- [ACTIONS TO TAKE]
**1.** Quote the ESG passage from "Recent studies have" to "risk management strategies.".
**2.** In the ESG passage, what share of existing corporate board members say company strategies are tied to ESG concerns?
**3.** Carry on the ESG passage from the point where it stops.

- [DOCUMENT SECTION]
###
Recent studies have shown that 64 per cent of existing corporate board members state that company strategies are tied to ESG concerns – this is a 15 per cent increase from 2020 to 2021. Coupled with this, only one in four directors believe their board understands ESG risks well. Government and regulator responses to ESG risk are developing at a faster rate than what is generally seen within the private sector leaving many organisations exposed to ESG related claims due to both a lack of awareness and lack of sufficient risk management strategies.

ESG plays a major role in the governance framework of today’s organisations. It is no longer a recommendation or “should have” type strategy but rather a necessity if organisations are going to expect shareholder confidence to be maintained into the medium and long term. In a global society where the Western world is taking active steps to tackle ESG issues, private enterprise must embrace the mentality.

It is therefore critical that companies and directors are cognisant of obligations pertaining to the ESG issues facing them. This responsibility is reflected in law introduced by Australian regulators over recent years, including in legislation such as the Corporations Act 2001. These laws are important in respect of director duties, where ESG issues may be addressed by way of risk management by the board. These issues have also featured recently in ASIC market feedback and are therefore highly topical.

Trends in ESG litigation

Climate change litigation is increasing and diversifying in nature. Across the world, climate change related cases have more than doubled since 2015 with over 1000 new cases being brought in the last 6 years globally. Australian figures show even more aggressive growth with 2021 seeing more climate change litigation per capita than any other nation globally. Governments remain frequent defendants however cases focused on private litigation against companies are growing also. The scope of recent cases in Australia is broad with some notable examples:

  • The liability of non-disclosure to investors regarding climate change risks was seen in O’Donnell v Commonwealth of Australia where the applicant alleged non-disclosure of material climate change information which would inform investors of significant risks associated with holding the exchange-traded Australian Government Bonds that persons would reasonably require to make an investment decision. The application by the Government to have the Applicant’s statement of claim struck out was unsuccessful and the claim in misleading or deceptive conduct was allowed to proceed.
###
- [Data extracted from a collection]
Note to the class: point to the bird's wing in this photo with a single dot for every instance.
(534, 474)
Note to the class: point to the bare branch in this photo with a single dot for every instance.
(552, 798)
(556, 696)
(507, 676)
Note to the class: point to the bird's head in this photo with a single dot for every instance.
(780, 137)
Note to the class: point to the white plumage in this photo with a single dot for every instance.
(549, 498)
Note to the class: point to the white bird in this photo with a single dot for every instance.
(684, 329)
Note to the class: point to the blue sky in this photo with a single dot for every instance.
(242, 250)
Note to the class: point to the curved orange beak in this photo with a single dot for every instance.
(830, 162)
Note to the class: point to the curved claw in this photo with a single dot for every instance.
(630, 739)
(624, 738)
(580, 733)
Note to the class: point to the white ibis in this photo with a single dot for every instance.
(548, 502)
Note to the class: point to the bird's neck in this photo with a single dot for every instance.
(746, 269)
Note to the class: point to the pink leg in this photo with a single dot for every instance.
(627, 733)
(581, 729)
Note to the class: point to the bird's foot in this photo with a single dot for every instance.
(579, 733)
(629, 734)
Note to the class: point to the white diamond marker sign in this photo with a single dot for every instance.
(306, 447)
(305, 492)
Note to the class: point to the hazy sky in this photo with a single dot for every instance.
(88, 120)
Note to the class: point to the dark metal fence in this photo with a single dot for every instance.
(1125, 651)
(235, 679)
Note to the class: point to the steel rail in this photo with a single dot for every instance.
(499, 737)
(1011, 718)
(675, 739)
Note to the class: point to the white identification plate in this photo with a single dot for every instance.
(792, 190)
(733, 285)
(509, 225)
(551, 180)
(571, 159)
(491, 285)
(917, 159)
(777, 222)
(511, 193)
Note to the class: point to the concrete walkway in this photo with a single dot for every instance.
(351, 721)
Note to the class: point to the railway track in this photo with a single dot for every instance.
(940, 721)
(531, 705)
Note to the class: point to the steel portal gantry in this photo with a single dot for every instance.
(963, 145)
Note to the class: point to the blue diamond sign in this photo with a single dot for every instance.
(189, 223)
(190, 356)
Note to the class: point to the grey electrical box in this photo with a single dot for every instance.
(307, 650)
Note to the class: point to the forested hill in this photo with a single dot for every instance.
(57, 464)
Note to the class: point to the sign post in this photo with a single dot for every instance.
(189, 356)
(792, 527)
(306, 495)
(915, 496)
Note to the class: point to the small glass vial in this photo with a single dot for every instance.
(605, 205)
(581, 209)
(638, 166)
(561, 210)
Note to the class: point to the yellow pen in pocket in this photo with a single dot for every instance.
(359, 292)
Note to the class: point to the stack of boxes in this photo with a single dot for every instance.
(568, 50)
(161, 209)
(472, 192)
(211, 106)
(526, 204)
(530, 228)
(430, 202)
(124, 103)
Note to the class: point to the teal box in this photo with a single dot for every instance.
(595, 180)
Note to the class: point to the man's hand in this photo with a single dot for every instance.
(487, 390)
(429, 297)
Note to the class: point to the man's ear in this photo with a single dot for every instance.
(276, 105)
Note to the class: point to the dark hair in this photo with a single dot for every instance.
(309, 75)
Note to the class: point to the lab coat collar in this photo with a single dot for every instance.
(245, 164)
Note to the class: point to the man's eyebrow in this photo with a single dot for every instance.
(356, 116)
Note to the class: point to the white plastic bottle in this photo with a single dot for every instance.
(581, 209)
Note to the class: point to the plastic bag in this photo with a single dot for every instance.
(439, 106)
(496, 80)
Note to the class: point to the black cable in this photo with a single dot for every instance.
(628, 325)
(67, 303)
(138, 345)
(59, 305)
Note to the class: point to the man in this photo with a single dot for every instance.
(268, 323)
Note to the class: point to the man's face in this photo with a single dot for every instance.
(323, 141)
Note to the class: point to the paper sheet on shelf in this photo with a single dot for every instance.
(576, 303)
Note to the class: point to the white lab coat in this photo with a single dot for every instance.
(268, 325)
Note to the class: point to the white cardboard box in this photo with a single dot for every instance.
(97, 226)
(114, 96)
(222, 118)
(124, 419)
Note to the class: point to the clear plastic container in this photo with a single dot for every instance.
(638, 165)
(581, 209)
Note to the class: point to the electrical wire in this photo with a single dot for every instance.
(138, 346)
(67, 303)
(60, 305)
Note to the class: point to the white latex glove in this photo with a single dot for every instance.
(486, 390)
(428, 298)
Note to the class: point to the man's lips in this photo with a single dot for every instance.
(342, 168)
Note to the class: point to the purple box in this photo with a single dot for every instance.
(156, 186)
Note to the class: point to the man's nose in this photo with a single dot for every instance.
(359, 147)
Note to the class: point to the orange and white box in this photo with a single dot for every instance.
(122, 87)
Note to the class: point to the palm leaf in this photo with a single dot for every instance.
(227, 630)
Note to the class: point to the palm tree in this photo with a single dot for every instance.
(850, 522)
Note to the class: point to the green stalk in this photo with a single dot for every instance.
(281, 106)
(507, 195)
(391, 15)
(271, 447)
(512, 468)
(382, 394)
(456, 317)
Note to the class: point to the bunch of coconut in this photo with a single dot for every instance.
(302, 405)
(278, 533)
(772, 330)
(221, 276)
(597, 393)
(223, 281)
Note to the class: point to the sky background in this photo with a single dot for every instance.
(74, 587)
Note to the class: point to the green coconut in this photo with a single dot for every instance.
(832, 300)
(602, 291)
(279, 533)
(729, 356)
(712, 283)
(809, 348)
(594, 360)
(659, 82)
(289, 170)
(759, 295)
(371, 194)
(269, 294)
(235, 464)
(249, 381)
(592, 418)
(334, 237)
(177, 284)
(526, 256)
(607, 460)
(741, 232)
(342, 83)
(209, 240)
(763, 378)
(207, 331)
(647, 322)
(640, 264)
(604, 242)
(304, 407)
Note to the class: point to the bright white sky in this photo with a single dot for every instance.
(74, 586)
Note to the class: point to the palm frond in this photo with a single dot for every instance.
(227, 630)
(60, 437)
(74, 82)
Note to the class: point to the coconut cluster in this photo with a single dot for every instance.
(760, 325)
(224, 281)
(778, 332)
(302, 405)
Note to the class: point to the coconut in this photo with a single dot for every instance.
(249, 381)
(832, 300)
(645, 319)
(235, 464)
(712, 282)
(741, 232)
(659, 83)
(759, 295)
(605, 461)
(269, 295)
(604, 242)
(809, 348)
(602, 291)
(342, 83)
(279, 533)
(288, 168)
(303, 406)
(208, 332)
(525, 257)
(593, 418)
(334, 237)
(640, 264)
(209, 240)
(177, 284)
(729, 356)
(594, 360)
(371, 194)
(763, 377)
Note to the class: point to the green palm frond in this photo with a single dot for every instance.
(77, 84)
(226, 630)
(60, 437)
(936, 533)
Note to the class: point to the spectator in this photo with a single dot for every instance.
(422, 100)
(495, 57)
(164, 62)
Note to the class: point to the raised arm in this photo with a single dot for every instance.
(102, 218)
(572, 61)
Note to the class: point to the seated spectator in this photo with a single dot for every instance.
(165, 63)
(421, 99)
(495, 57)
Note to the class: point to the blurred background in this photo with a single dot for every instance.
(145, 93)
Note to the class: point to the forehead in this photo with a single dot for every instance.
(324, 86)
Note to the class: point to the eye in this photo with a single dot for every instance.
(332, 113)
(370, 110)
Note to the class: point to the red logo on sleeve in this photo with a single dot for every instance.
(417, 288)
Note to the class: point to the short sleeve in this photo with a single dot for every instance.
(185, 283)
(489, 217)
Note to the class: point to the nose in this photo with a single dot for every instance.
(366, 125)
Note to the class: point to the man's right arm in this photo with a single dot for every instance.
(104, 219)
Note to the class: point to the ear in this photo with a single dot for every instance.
###
- [OUTPUTS FOR THE TASKS]
**1.**
Recent studies have shown that 64 per cent of existing corporate board members state that company strategies are tied to ESG concerns – this is a 15 per cent increase from 2020 to 2021. Coupled with this, only one in four directors believe their board understands ESG risks well. Government and regulator responses to ESG risk are developing at a faster rate than what is generally seen within the private sector leaving many organisations exposed to ESG related claims due to both a lack of awareness and lack of sufficient risk management strategies.

**2.** 64 per cent.

**3.**
  • The importance of climate risk disclosure for companies and the inherent potential exposure of directors was highlighted in Abrahams v Commonwealth Bank of Australia (CBA) where the Federal Court recently ordered CBA to release documents regarding its decision to finance seven oil and gas projects following a shareholder’s application for access to the documents on the basis that CBA’s involvement in the projects may infringe its own ESG policies and whether the projects are consistent with the goals of the Paris Agreement.

  • The fossil fuel sector has been challenged over environmental claims with Australia’s first “Greenwashing” case brought by the Australasian Centre for Corporate Responsibility against Santos Limited. This is the first case globally to challenge the accuracy of a company’s net zero targets.

Response from regulators

In November 2021, APRA released CPG 229 Prudential Practice Guide on Climate Change Financial Risks. While the document does not impose new requirements in relation to climate risks, it makes clear that existing risk management governance requirements must encompass climate risks.

APRA is also undertaking a Climate Vulnerability Assessment (CVA) of Australia’s 5 largest banking institutions. Results have not yet been released but APRA Chair Wayne Byres said: “APRA began the CVA program in the banking sector due to its centrality to the Australian financial system, as well as the potential impacts associated with climate risk across the portfolios, from household mortgages to business exposures. The results should help the boards and management of participating institutions to understand and proactively address any identified risks, as well as capitalise on new opportunities. They will also help regulators with a better picture of the nature of the risks, and how financial institutions plan to respond.”

ASIC has shown interest in ‘net zero’ statements in prospectus documents, intervening in an energy company’s initial public offering in September 2021. The intervention resulted in the removal of some of the ‘net zero’ statements in question. Last year ASIC announced a review of ESG-focused financial products to examine how they are offered to investors and has noted it will monitor approaches by international regulators.

The credibility of climate targets touted by private companies is seeing increased scrutiny by special interest groups and NFPs. Terminology such as ‘net zero’, ‘carbon neutral’ or ‘carbon positive’ can have different definitions yet are in some cases used interchangeably while specific details of climate change targets are sometimes absent or hidden in the fine print. In response to this issue the Science-based Targets Initiative (SBTi) has established a service to validate a company’s climate target and has developed the SBTI’s Net Zero Standard to provide guidance and tools to assist companies in setting measurable and science based net zero targets.

Bellrock’s approach to ESG risk

Bellrock’s proactive approach to risk management requires that we advocate to insurers that our clients have a demonstrated approach to ESG. This includes ensuring our clients have an established understanding of ESG risks and can demonstrate a risk management strategy and ongoing oversight in respect of same.

As is our advice to boards generally, it is prudent to obtain expert analysis and opinion insofar as risk generally, but particularly with emerging risk. In doing so the independent expert will be able to measure the maturity and appropriateness of said strategy, and more importantly its adequacy. The expert will also be able to observe recommendations on improvement.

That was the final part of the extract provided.